Questions on the material:
[A] Decide whether each statement below agrees with the Kilimanjaro excerpt. Answer yes or no for each, and quote the deciding words of the text.
(i) The adventurer suffered altitude sickness on her first climb of Kilimanjaro.
(ii) The people on the mountain come from all walks of life.
(iii) Pushing through the pain barrier lets the body do more than a person thinks it can.
[B] Carry the Kilimanjaro excerpt on from its last sentence.

Excerpt to read:
%%
Having fallen victim to altitude sickness herself on her second climb of Kilimanjaro, the experienced adventurer said it was vital to adapt to the slower pace of an oxygen-depleted environment – but anyone who pushed through their physical difficulties would be rewarded with benefits beyond the mountain, of inner confidence and personal growth.

'It's so important,' she said, 'We get people on the mountain from all walks of life from busy mums to company directors and people who own their own businesses.

'Because we are so in control of our lives and at home very rarely does someone get a bad headache that lasts three days or cannot walk because they are breathless. If someone told you to keep walking, you'd just got to bed.

'So to put yourself in an environment where humans are not supposed to live, your bodies are working so hard just to function normally, so you are pushing yourself to the limit – and a lot of people don't deal with that. But by pushing through that pain barrier you can push your body through so much more than you think it is capable of, like I did on Everest.
%%
Input data:
%%
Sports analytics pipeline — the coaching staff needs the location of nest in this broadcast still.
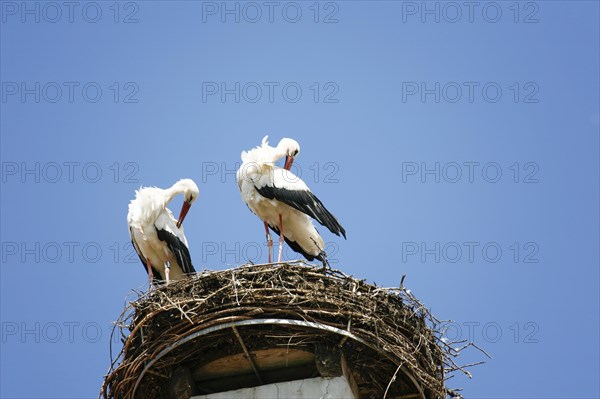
%%
Responses to the tasks:
[A]
(i) No: "on her second climb of Kilimanjaro"
(ii) Yes: "We get people on the mountain from all walks of life"
(iii) Yes: "you can push your body through so much more than you think it is capable of"

[B]
'I always say that difficult is good. When things are difficult you gain so much more and you grow so much more as a person.

'I think its 80pc psychological and 20pc physical. You can always keep walking, but it is your brain which says stop or go.'

WHAT DROVE THE TEAM?

The 13-strong team joined together to raise money for the Zoological Society of East Anglia (ZSEA), the charitable trust which runs Banham Zoo and Africa Alive near Lowestoft. Nine reached the summit of Kilimanjaro.

Helped by the singing and support of their Tanzanian summit crew, the team's motivations for digging deep included a refusal to let down their sponsors, friends and families.

There was also a determination to conquer the mountain on behalf of team-mates Julie Davies and Dave Farmer, DIY shop colleagues who were both forced to withdraw earlier in the week with medical problems, and the 66-year-old 'Golden Girls' Vikki Middleton and Jo Bell, from North Elmham and Beetley near Dereham, who decided they had reached their personal summit at 5,200m.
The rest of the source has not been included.